>>
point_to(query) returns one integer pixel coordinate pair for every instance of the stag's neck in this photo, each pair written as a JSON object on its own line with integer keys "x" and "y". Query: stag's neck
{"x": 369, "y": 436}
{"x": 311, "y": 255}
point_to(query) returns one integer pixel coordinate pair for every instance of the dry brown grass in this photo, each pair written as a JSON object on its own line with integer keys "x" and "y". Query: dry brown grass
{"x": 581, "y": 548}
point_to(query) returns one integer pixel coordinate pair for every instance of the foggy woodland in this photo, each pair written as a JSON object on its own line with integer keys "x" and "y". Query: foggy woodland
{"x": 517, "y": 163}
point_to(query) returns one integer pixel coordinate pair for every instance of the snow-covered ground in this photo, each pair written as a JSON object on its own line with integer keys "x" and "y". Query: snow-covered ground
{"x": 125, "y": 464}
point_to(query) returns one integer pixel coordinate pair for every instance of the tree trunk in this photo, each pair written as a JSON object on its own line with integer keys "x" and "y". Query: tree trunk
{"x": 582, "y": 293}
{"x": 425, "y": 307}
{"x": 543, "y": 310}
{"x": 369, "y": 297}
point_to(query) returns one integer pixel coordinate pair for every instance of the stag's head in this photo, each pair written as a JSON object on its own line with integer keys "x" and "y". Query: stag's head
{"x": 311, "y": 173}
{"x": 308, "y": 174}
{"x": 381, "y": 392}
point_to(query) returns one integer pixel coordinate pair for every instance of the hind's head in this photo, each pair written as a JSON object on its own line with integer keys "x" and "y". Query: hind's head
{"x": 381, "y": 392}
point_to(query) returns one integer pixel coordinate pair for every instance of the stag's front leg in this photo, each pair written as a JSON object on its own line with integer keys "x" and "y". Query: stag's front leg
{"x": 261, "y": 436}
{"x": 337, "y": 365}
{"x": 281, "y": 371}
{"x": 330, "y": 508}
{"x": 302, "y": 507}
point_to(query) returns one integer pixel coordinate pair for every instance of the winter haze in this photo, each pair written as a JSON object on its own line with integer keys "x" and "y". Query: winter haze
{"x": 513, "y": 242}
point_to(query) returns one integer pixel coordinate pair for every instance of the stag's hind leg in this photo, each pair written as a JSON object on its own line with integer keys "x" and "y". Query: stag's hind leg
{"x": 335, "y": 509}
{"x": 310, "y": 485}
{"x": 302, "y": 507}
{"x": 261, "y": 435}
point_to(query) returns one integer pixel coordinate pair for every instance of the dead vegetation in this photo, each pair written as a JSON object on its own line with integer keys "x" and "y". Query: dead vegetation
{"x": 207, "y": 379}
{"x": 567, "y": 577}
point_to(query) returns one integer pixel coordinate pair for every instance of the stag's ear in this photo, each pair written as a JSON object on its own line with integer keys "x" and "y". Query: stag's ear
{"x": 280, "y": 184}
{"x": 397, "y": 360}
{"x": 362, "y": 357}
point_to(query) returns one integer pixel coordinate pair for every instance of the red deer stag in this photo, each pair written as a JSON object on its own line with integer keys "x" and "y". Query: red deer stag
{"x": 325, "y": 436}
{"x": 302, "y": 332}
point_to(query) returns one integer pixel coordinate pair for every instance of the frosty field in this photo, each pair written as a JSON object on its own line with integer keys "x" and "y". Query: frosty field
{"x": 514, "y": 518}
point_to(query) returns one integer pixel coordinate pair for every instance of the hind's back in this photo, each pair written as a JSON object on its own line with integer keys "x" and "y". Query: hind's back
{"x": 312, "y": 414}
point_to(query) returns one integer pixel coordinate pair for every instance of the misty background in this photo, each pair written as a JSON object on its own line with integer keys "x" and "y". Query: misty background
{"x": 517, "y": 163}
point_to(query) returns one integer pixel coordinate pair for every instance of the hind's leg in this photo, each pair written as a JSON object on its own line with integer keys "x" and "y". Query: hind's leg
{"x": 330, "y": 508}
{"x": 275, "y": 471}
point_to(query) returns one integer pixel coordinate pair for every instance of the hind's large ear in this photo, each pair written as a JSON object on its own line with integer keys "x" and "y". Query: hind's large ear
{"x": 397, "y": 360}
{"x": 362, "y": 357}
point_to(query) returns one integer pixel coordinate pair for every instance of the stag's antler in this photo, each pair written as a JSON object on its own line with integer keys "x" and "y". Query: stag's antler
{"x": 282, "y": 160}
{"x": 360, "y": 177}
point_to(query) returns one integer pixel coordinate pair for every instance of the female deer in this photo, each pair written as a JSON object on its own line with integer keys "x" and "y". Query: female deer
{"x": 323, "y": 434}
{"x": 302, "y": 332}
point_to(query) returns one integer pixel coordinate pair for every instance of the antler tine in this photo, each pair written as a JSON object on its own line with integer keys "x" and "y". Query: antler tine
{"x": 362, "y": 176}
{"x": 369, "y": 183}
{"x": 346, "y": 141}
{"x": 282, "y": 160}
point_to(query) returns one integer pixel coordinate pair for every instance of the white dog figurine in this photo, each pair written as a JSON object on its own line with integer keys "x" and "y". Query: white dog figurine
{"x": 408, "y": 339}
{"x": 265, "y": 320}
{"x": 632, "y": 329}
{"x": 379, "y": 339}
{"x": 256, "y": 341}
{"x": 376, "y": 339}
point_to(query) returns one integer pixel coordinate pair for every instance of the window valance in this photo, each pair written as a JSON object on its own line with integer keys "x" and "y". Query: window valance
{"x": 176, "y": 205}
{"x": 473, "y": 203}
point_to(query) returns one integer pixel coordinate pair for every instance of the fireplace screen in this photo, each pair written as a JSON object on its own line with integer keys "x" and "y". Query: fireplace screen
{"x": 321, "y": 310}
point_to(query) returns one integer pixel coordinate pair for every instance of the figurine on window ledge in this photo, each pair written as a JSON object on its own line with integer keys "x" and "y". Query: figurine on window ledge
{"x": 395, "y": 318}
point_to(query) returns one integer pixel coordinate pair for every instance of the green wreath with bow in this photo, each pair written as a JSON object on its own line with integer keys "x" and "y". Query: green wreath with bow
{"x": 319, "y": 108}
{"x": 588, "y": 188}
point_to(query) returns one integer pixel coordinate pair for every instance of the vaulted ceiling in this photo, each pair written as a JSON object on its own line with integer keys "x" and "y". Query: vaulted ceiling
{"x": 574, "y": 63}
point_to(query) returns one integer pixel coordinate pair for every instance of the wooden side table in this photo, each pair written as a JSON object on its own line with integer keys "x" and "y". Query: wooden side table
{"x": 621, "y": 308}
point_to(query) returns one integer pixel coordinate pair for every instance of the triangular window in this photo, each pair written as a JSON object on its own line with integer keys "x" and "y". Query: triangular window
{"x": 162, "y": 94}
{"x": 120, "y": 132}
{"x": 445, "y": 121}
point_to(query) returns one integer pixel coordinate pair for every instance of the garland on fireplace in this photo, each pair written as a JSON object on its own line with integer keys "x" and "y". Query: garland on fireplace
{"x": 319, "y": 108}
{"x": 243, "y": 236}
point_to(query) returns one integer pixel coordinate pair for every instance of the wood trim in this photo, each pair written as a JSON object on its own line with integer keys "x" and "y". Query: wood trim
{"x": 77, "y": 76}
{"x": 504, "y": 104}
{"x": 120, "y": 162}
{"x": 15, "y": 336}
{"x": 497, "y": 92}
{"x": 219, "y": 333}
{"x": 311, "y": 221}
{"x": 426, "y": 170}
<<
Prompt:
Each line must be given again exactly as written above.

Expected answer:
point_to(query) returns one integer pixel coordinate pair for every instance of the stag's neck in this photo, each pair written as a JSON object on its own line with integer keys "x" and "y". Query: stag's neck
{"x": 369, "y": 436}
{"x": 311, "y": 255}
point_to(query) returns one integer pixel coordinate pair for every instance of the dry brown grass in this photo, each pair written as a JSON object on its own line with integer keys "x" and "y". Query: dry brown grass
{"x": 581, "y": 548}
point_to(query) returns one integer pixel coordinate pair for every instance of the foggy woodland in this photo, each pair written as a JSON object on its own line with integer keys "x" and "y". Query: foggy woodland
{"x": 517, "y": 163}
point_to(query) returns one integer pixel coordinate pair for every instance of the snow-covered ground in this photo, each pair written as a JSON object on its own line with integer keys "x" and "y". Query: snow-covered ground
{"x": 125, "y": 464}
point_to(query) returns one integer pixel coordinate pair for every instance of the tree trunk in this photo, each pair written as a JSON object on its own line with integer keys "x" and "y". Query: tree trunk
{"x": 582, "y": 293}
{"x": 425, "y": 307}
{"x": 543, "y": 310}
{"x": 369, "y": 297}
point_to(query) returns one integer pixel coordinate pair for every instance of the stag's head in this photo, each pair written as a JSON object on its own line with integer keys "x" and "y". Query: stag's head
{"x": 311, "y": 173}
{"x": 308, "y": 174}
{"x": 381, "y": 392}
point_to(query) returns one integer pixel coordinate pair for every instance of the hind's head in this photo, each pair written as a JSON object on its own line with integer keys "x" and "y". Query: hind's head
{"x": 381, "y": 392}
point_to(query) returns one integer pixel coordinate pair for every instance of the stag's front leg in this photo, each pair written as a JSON object on its own line with integer keys "x" and "y". Query: stag's front leg
{"x": 261, "y": 436}
{"x": 337, "y": 365}
{"x": 281, "y": 371}
{"x": 330, "y": 508}
{"x": 302, "y": 507}
point_to(query) returns one integer pixel coordinate pair for every instance of the winter haze in this photo, each pair written as a JSON object on its own line with integer keys "x" and "y". Query: winter haze
{"x": 513, "y": 242}
point_to(query) returns one integer pixel coordinate pair for every instance of the stag's hind leg in this photo, each pair written as a JSON object on its own line with integer keys "x" and "y". Query: stag's hind leg
{"x": 335, "y": 509}
{"x": 310, "y": 485}
{"x": 302, "y": 507}
{"x": 261, "y": 435}
point_to(query) returns one integer pixel coordinate pair for every instance of the dead vegetation in this photo, each pair written as a JSON object on its own line with integer keys "x" and "y". Query: dead vegetation
{"x": 207, "y": 379}
{"x": 567, "y": 577}
point_to(query) returns one integer pixel coordinate pair for every instance of the stag's ear in this photo, each pair written as a JSON object on its own line with integer keys "x" and "y". Query: stag's ear
{"x": 280, "y": 184}
{"x": 397, "y": 360}
{"x": 362, "y": 357}
point_to(query) returns one integer pixel coordinate pair for every instance of the red deer stag in this photo, each pair written as a JSON object on its own line with integer keys "x" and "y". Query: red deer stag
{"x": 325, "y": 436}
{"x": 302, "y": 332}
point_to(query) returns one integer pixel coordinate pair for every instance of the frosty field in this photo, each pair written as a JSON object on its own line with integer keys "x" and "y". Query: frosty field
{"x": 514, "y": 518}
point_to(query) returns one integer pixel coordinate pair for every instance of the hind's back in this photo, each pair written as a JSON object on its own line with integer keys "x" and "y". Query: hind's back
{"x": 312, "y": 414}
point_to(query) returns one integer pixel coordinate pair for every instance of the misty background in this photo, each pair written as a JSON object on its own line with integer keys "x" and "y". Query: misty background
{"x": 517, "y": 163}
point_to(query) returns one integer pixel coordinate pair for every instance of the hind's leg in this photo, each pair written as a JSON object on its own line with integer keys "x" and "y". Query: hind's leg
{"x": 330, "y": 508}
{"x": 275, "y": 471}
point_to(query) returns one integer pixel coordinate pair for every instance of the hind's large ear in this photo, each pair written as a JSON object on its own line with integer keys "x" and "y". Query: hind's large ear
{"x": 397, "y": 360}
{"x": 362, "y": 357}
point_to(query) returns one integer pixel coordinate pair for every instance of the stag's antler in this photo, each pair written as a JSON object on its own line with integer keys "x" and "y". Query: stag's antler
{"x": 282, "y": 160}
{"x": 360, "y": 177}
point_to(query) returns one integer pixel coordinate pair for every instance of the female deer in this photo, each pair written as a JSON object on its own line with integer keys "x" and "y". Query: female deer
{"x": 323, "y": 434}
{"x": 302, "y": 332}
point_to(query) returns one integer pixel coordinate pair for every instance of the antler tine in this photo, each pair written as a JSON object on its own line with integer keys "x" and "y". Query: antler tine
{"x": 362, "y": 176}
{"x": 369, "y": 183}
{"x": 346, "y": 141}
{"x": 282, "y": 160}
point_to(query) returns one integer pixel coordinate pair for every instance of the white dog figurine in this photo, each pair written as a JSON object on its own line with integer keys "x" and "y". Query: white dog figurine
{"x": 408, "y": 339}
{"x": 265, "y": 320}
{"x": 632, "y": 329}
{"x": 379, "y": 339}
{"x": 256, "y": 341}
{"x": 376, "y": 339}
point_to(query) returns one integer pixel coordinate pair for every instance of the window valance in this photo, each pair written as a JSON object on its own line with integer keys "x" and "y". Query: window valance
{"x": 176, "y": 205}
{"x": 473, "y": 203}
point_to(query) returns one integer pixel coordinate pair for every instance of the fireplace screen in this photo, each pair written as a JSON object on its own line with integer keys "x" and "y". Query: fireplace screen
{"x": 321, "y": 310}
point_to(query) returns one integer pixel coordinate pair for every instance of the figurine on window ledge in this photo, each pair written as a JSON object on its own line with integer keys "x" and "y". Query: figurine on window ledge
{"x": 395, "y": 318}
point_to(query) returns one integer pixel coordinate pair for every instance of the green wreath with bow in this photo, each pair written as a JSON object on its own line with integer keys "x" and "y". Query: green wreath with bow
{"x": 319, "y": 108}
{"x": 588, "y": 188}
point_to(query) returns one integer pixel coordinate pair for every instance of the vaulted ceiling in this photo, each pair written as a JSON object on its own line with integer keys "x" and "y". Query: vaulted ceiling
{"x": 574, "y": 63}
point_to(query) returns one integer pixel coordinate pair for every instance of the wooden side table in this photo, each pair written as a JSON object on its own line with integer keys "x" and "y". Query: wooden side table
{"x": 621, "y": 308}
point_to(query) returns one integer pixel coordinate pair for every instance of the triangular window in this photo, each pair written as a JSON object on its own line with integer keys "x" and "y". Query: triangular window
{"x": 162, "y": 94}
{"x": 120, "y": 132}
{"x": 445, "y": 121}
point_to(query) returns one integer pixel coordinate pair for every instance of the garland on fireplace in this photo, each pair written as a JSON object on its own line with integer keys "x" and "y". Query: garland on fireplace
{"x": 319, "y": 108}
{"x": 243, "y": 236}
point_to(query) returns one integer pixel coordinate pair for every instance of the wood trim in this photo, each pair written as a JSON object on its own line with integer keys "x" and "y". Query: wood trim
{"x": 77, "y": 76}
{"x": 504, "y": 104}
{"x": 120, "y": 162}
{"x": 15, "y": 336}
{"x": 497, "y": 92}
{"x": 219, "y": 333}
{"x": 311, "y": 221}
{"x": 426, "y": 170}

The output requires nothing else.